- Task -
Your task is to give the data again, exactly, with every line intact.

- Available data -
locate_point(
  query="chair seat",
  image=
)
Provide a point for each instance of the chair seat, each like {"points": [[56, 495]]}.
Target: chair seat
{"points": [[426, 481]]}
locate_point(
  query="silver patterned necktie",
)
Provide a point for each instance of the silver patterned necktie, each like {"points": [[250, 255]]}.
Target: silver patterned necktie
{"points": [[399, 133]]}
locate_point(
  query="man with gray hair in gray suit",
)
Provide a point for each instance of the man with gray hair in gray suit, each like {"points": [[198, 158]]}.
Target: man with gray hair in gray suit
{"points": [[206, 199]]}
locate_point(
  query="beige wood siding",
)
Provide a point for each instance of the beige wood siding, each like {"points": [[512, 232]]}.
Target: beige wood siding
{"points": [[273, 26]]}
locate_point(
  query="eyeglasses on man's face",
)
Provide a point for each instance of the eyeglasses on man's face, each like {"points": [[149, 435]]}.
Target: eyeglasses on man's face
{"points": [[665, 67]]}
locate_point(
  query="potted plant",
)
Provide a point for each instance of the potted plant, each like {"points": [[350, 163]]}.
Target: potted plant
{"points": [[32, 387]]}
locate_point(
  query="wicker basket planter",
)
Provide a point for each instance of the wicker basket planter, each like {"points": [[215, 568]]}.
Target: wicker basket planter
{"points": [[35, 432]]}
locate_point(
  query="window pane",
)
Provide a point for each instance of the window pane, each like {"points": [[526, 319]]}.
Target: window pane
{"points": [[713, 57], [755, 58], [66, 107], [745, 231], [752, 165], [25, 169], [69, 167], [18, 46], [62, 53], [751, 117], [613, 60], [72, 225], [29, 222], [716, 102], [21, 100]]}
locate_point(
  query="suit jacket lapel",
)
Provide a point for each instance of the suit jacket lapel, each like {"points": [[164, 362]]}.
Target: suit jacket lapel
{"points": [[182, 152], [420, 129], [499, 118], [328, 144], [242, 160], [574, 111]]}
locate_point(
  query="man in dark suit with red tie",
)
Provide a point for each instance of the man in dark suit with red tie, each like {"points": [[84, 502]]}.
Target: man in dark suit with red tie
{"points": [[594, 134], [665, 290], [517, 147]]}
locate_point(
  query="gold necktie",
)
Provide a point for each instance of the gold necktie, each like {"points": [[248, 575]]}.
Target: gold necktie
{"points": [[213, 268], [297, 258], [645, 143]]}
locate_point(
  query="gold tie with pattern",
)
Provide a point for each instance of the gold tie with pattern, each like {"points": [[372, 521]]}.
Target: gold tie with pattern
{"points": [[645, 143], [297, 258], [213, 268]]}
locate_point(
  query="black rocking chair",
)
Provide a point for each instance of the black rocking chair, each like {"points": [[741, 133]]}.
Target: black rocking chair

- The output -
locate_point(
  query="chair seat",
  image=
)
Provide a point for each instance of the chair seat, each like {"points": [[56, 495]]}.
Target: chair seat
{"points": [[426, 481]]}
locate_point(
  query="silver patterned necktie",
)
Provide a point for each instance of the silver patterned necktie, each like {"points": [[250, 255]]}.
Target: silver patterned necktie
{"points": [[399, 133]]}
locate_point(
  query="man with gray hair in gray suit",
)
Provide a point for each instance of the man with gray hair in gray suit, each like {"points": [[198, 158]]}.
Target: man with gray hair in gray suit
{"points": [[206, 199]]}
locate_point(
  query="beige wood siding",
)
Provide a point for each instance of the beige wood siding, each like {"points": [[512, 232]]}.
Target: beige wood siding
{"points": [[273, 26]]}
locate_point(
  query="eyeglasses on man's face",
)
Provide a point for each instance of the eyeglasses on man's face, each like {"points": [[149, 435]]}.
Target: eyeglasses on man's face
{"points": [[665, 67]]}
locate_point(
  query="potted plant",
)
Provide a point for each instance of the potted plant, each like {"points": [[350, 163]]}.
Target: potted plant
{"points": [[32, 387]]}
locate_point(
  query="wicker basket planter",
)
Provide a point for each instance of the wicker basket planter, each like {"points": [[215, 568]]}.
Target: wicker basket planter
{"points": [[35, 432]]}
locate_point(
  query="window pane",
)
Provide a point for each instance of the window pane, each like {"points": [[526, 319]]}.
Target: window pane
{"points": [[713, 57], [755, 58], [66, 107], [745, 231], [752, 165], [25, 169], [69, 167], [18, 46], [62, 53], [751, 117], [613, 60], [72, 225], [29, 222], [716, 102], [21, 100]]}
locate_point(
  query="suit jacket lapel",
)
Provide a point for each instance of the suit jacket lapel, each like {"points": [[164, 362]]}.
Target: suit jacket lapel
{"points": [[182, 152], [420, 129], [499, 118], [328, 144], [242, 160], [574, 111]]}
locate_point(
  query="man in dark suit with red tie",
)
Provide a point for each instance of the man in dark suit with red tie, each like {"points": [[84, 502]]}.
Target: man in dark suit with red tie
{"points": [[594, 134], [665, 290], [517, 147]]}
locate_point(
  query="gold necktie",
)
Provide a point for each instance of the gold necktie, each like {"points": [[248, 575]]}.
Target: gold necktie
{"points": [[213, 268], [297, 258], [645, 143]]}
locate_point(
  query="gold tie with pattern",
)
Provide a point for each instance of the gold tie with pattern, each like {"points": [[372, 521]]}.
Target: gold tie with pattern
{"points": [[645, 143], [297, 258], [213, 268]]}
locate_point(
  query="black rocking chair",
)
Provide a point for each instance of the black rocking chair, each like {"points": [[741, 133]]}.
Target: black rocking chair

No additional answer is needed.